Friday, July 27, 2007

Hitting the ground running



7/26/07
First day on service picking up the new load of patients from David Welch, MD – a Canadian family physician who has been here for nearly a month. He had a census of 31 patients on Monday but has weaned it down a bit since that time – now it’s only 13 plus a consult. Here is the short list:
41 y.o. F with tremor, clonus, hyperreflexia, fever, weight loss – probable TB meningitis
29 y.o. HIV positive F with 3 month hx of ascending peripheral neuropathy now with profound weakness.
26 y.o. F with fever, mediastinal mass the size of a grapefruit
19 y.o. F with who had a 7.5 liter pus filled mass (Mary Weirusz started her care, and Elizabeth and I will finish it…)
55. y.o. F with HTN and out of control DM.
77. Y.o. F with end stage cor pulmonale, COPD – palliative care
26 y.o. F with HIV, malaria, Pulmonary TB, and confusion.
82 y.o. F with CHF
35 y.o. F with HIV, with an aggressively growing set of masses- breast, RUQ and R inguinal masses – 6-25 cm in size. Looks bad – bx pending
73 y.o. M with lytic bony lesions – we have no idea what they are yet – no myeloma though.
19 y.o. M with severe kyphoscoliosis – immobile, bed sores, on palliative care.
30 y.o. M with HIV, wasting, TB in lungs and candidal esophagitis
70 y.o. with huge liver with mets – biopsy pending
28 y.o. with TB, HIV – the usual


This call day I have had 5 admissions (possible 28 y.o. with malaria, and another 32 y.o female with HIV, diffuse TB in her lungs, 55 y.o. with cord compression, and 53 y.o. MVA victim with contusions, and an 88 y.o. with pneumonia), 2 other ED evals going to Ortho – acute cord compression, and an MVA victim that had occurred 5 days ago.
I hope this gets interesting…
Daniel and Jordan started working today in the supply section, getting acquainted with one of the employee's 8 year old boy who was following them all around. I am on call tonight for admissions and the ICU (which is fairly quiet). Things are running more smoothly here than in the past, more patients in the ED, in clinic and on the wards but the chaos feels less. I think the old ways of doing things are getting supplanted by newer ideas – a good thing in this environment.

__INFORMATION SUPPLIED__:
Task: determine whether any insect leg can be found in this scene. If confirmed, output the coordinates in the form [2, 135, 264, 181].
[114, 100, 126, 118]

__THINGS TO DO__:
**A.** In the July 2007 post, how many patients did David Welch have on Monday?
**B.** Reproduce the portion of the July 2007 post that starts at "Friday, July 27, 2007" and ends at "of control DM.".

__ANSWERS FOR THIS EXERCISE__:
**A.** 31

**B.**
Friday, July 27, 2007

Hitting the ground running



7/26/07
First day on service picking up the new load of patients from David Welch, MD – a Canadian family physician who has been here for nearly a month. He had a census of 31 patients on Monday but has weaned it down a bit since that time – now it’s only 13 plus a consult. Here is the short list:
41 y.o. F with tremor, clonus, hyperreflexia, fever, weight loss – probable TB meningitis
29 y.o. HIV positive F with 3 month hx of ascending peripheral neuropathy now with profound weakness.
26 y.o. F with fever, mediastinal mass the size of a grapefruit
19 y.o. F with who had a 7.5 liter pus filled mass (Mary Weirusz started her care, and Elizabeth and I will finish it…)
55. y.o. F with HTN and out of control DM.